引用文本:
+++++
1 hive的介绍

Hive是基于Hadoop的一个数据仓库工具，可以将结构化的数据文件映射为一张数据库表，并提供类SQL查询功能。

本质是将SQL转换为MapReduce程序。

主要用途：用来做离线数据分析，比直接用MapReduce开发效率更高。

2 hive的架构

用户接口：包括 CLI JDBC/ODBC WebGUI。其中，CLI(command line interface)为shell命令行；JDBC/ODBC是Hive的JAVA实现，与传统数据库JDBC类似；WebGUI是通过浏览器访问Hive。

元数据存储：通常是存储在关系数据库如 mysql/derby中。Hive 将元数据存储在数据库中。Hive 中的元数据包括表的名字，表的列和分区及其属性，表的属性（是否为外部表等），表的数据所在目录等。

解释器编译器优化器执行器:完成 HQL 查询语句从词法分析语法分析编译优化以及查询计划的生成。生成的查询计划存储在 HDFS 中，并在随后有 MapReduce 调用执行。

3 Hive 数据模型

Hive中所有的数据都存储在HDFS中，没有专门的数据存储格式

在创建表时指定数据中的分隔符，Hive 就可以映射成功，解析数据。

Hive中包含以下数据模型：

db：在hdfs中表现为hive.metastore.warehouse.dir目录下一个文件夹

table：在hdfs中表现所属db目录下一个文件夹

external table：数据存放位置可以在HDFS任意指定路径

partition：在hdfs中表现为table目录下的子目录

bucket：在hdfs中表现为同一个表目录下根据hash散列之后的多个文件

4 常用操作

4.1 数据库相关

Hive配置单元包含一个名为 default 默认的数据库.

—创建数据库

create database [if not exists] <database name>；

–显示所有数据库

show databases;

–删除数据库

drop database if exists <database name> [restrict|cascade];

默认情况下，hive不允许删除含有表的数据库，要先将数据库中的表清空才能drop，否则会报错

–加入cascade关键字，可以强制删除一个数据库

hive> drop database if exists users cascade;

–切换数据库

use <database name>;

4.2 内部表外部表

建内部表
create table 
student(Sno int,Sname string,Sex string,Sage int,Sdept string) 
row format delimited fields terminated by ',';
建外部表
create external table 
student_ext(Sno int,Sname string,Sex string,Sage int,Sdept string) 
row format delimited fields terminated by ',' location '/stu';

内外部表加载数据：
load data local inpath '/root/hivedata/students.txt' overwrite into table student;
load data inpath '/stu' into table student_ext;

4.3 创建分区表

分区建表分为2种，一种是单分区，也就是说在表文件夹目录下只有一级文件夹目录。另外一种是多分区，表文件夹下出现多文件夹嵌套模式。
+++++
任务目标: 请列出关于Hive的引用文本在“Hive中包含以下数据模型”之后列举的所有数据模型名称。 这些记录与引用文本的内容没有关联。
+++++
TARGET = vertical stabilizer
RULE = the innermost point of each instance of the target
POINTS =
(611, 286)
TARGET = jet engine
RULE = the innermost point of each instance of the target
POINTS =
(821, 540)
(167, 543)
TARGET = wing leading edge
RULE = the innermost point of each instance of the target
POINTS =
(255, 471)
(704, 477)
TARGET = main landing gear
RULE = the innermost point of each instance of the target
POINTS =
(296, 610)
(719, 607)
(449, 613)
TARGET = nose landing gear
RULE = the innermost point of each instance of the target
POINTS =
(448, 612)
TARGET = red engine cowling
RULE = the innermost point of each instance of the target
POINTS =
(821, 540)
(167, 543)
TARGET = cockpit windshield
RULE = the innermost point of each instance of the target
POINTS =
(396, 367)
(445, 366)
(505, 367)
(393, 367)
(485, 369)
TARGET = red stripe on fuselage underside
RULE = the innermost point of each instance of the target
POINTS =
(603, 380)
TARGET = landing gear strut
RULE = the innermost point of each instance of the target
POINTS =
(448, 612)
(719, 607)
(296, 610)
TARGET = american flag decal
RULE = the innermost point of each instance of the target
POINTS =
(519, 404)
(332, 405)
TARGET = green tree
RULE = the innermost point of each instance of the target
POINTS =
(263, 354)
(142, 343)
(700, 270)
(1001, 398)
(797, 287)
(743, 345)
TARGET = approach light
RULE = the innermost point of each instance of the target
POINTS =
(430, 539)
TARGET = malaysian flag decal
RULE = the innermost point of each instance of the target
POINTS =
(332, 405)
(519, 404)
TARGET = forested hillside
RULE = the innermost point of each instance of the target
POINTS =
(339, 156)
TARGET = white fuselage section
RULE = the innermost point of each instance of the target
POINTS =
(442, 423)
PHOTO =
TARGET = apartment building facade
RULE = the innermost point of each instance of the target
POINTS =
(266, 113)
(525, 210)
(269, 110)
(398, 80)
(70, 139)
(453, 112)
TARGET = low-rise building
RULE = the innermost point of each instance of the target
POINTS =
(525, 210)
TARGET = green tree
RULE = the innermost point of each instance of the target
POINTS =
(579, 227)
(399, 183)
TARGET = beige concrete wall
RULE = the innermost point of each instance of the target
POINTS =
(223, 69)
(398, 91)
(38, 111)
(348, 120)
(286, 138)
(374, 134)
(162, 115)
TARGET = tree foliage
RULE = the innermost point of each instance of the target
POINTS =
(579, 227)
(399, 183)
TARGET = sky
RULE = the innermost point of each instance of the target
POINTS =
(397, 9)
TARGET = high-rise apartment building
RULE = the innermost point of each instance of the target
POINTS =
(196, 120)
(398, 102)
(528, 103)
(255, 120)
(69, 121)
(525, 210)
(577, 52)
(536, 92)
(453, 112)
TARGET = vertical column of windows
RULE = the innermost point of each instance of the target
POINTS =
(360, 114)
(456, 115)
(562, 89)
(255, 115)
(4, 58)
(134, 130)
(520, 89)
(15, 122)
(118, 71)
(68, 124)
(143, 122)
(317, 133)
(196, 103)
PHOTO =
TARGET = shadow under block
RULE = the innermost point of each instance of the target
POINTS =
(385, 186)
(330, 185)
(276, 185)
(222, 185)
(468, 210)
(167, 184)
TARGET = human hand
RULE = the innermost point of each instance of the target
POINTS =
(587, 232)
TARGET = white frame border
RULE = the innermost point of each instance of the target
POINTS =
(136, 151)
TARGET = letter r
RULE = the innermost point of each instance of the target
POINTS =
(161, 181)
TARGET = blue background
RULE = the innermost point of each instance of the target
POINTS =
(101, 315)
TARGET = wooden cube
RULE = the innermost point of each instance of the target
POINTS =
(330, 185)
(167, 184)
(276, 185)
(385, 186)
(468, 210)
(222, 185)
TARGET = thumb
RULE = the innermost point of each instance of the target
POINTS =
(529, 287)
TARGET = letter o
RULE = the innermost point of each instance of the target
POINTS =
+++++
书面解答: db、table、external table、partition、bucket